### DIRECTIVE
Recast every line of the material below as a two-column Markdown table headed Row and Text. Number the rows in order and omit blank lines.

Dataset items

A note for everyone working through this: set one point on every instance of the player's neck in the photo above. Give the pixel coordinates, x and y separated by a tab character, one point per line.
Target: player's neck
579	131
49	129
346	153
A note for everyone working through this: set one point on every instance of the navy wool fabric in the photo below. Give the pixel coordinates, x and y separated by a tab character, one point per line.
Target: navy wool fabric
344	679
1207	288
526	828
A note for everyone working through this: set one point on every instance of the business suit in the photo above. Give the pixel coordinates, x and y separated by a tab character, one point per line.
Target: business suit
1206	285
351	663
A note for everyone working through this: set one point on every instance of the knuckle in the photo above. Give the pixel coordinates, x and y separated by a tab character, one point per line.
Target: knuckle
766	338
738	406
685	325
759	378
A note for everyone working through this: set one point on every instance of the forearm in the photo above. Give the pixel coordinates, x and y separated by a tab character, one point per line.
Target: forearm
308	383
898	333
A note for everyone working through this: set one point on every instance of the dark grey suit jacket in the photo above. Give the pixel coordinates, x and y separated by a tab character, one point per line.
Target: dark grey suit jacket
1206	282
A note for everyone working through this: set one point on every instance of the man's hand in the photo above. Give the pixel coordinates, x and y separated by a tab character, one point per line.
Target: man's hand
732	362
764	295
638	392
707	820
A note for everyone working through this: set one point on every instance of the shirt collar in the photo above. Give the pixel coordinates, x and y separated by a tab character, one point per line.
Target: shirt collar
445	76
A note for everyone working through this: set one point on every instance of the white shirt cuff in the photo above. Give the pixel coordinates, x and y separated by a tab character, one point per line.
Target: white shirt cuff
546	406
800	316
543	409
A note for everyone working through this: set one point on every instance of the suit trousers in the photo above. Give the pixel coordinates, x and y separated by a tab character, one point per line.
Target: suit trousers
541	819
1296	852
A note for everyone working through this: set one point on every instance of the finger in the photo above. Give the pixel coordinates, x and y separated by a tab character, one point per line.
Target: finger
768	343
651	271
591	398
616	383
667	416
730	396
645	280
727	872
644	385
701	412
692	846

### SOLUTION TO THIS PROBLEM
| Row | Text |
|---|---|
| 1 | A note for everyone working through this: set one point on every instance of the player's neck in the photo above. Give the pixel coordinates, x and y separated by a tab character, one point per line. |
| 2 | Target: player's neck |
| 3 | 579	131 |
| 4 | 49	129 |
| 5 | 346	153 |
| 6 | A note for everyone working through this: set one point on every instance of the navy wool fabric in the photo below. Give the pixel coordinates, x and y separated by a tab character, one point per line. |
| 7 | Target: navy wool fabric |
| 8 | 344	679 |
| 9 | 1207	288 |
| 10 | 526	828 |
| 11 | A note for everyone working through this: set one point on every instance of the business suit in the photo above. Give the pixel coordinates, x and y separated by a tab character, one point per line. |
| 12 | Target: business suit |
| 13 | 1206	285 |
| 14 | 351	663 |
| 15 | A note for everyone working through this: set one point on every instance of the knuckle in the photo above. Give the pixel coordinates, x and y separated by a tab character, one point per line. |
| 16 | Target: knuckle |
| 17 | 766	338 |
| 18 | 738	406 |
| 19 | 685	325 |
| 20 | 759	378 |
| 21 | A note for everyone working through this: set one point on every instance of the forearm in the photo above. Give the pixel coordinates, x and y separated by a tab character, one point per line. |
| 22 | Target: forearm |
| 23 | 308	383 |
| 24 | 898	333 |
| 25 | A note for everyone working through this: set one point on every instance of the dark grey suit jacket in the photo above. Give the pixel coordinates, x and y separated by a tab character, one point per line. |
| 26 | Target: dark grey suit jacket |
| 27 | 1206	282 |
| 28 | A note for everyone working through this: set one point on every instance of the man's hand in the photo above. Give the pixel coordinates, x and y separated by a tab character, one point per line. |
| 29 | Target: man's hand |
| 30 | 732	362 |
| 31 | 764	295 |
| 32 | 638	392 |
| 33 | 707	820 |
| 34 | A note for everyone working through this: set one point on every instance of the shirt collar in the photo above. Give the pixel coordinates, x and y separated by a tab character, one point per line. |
| 35 | Target: shirt collar |
| 36 | 445	76 |
| 37 | A note for everyone working through this: set one point on every instance of the white shirt cuff in the photo above. Give the pixel coordinates, x and y separated by a tab character, one point per line. |
| 38 | Target: white shirt cuff |
| 39 | 546	406 |
| 40 | 800	316 |
| 41 | 543	409 |
| 42 | A note for everyone working through this: set one point on every instance of the suit trousers in the photo above. Give the pixel coordinates, x and y separated by a tab character, one point per line. |
| 43 | Target: suit trousers |
| 44 | 541	819 |
| 45 | 1296	852 |
| 46 | A note for everyone working through this: set one point on every instance of the finger in the photo above. Give the pixel coordinates, x and y separated by a tab character, one point per line. |
| 47 | Target: finger |
| 48 | 768	343 |
| 49 | 651	271 |
| 50 | 591	398 |
| 51 | 616	383 |
| 52 | 667	416 |
| 53 | 730	396 |
| 54 | 645	280 |
| 55 | 727	872 |
| 56 | 644	385 |
| 57 | 701	412 |
| 58 | 692	846 |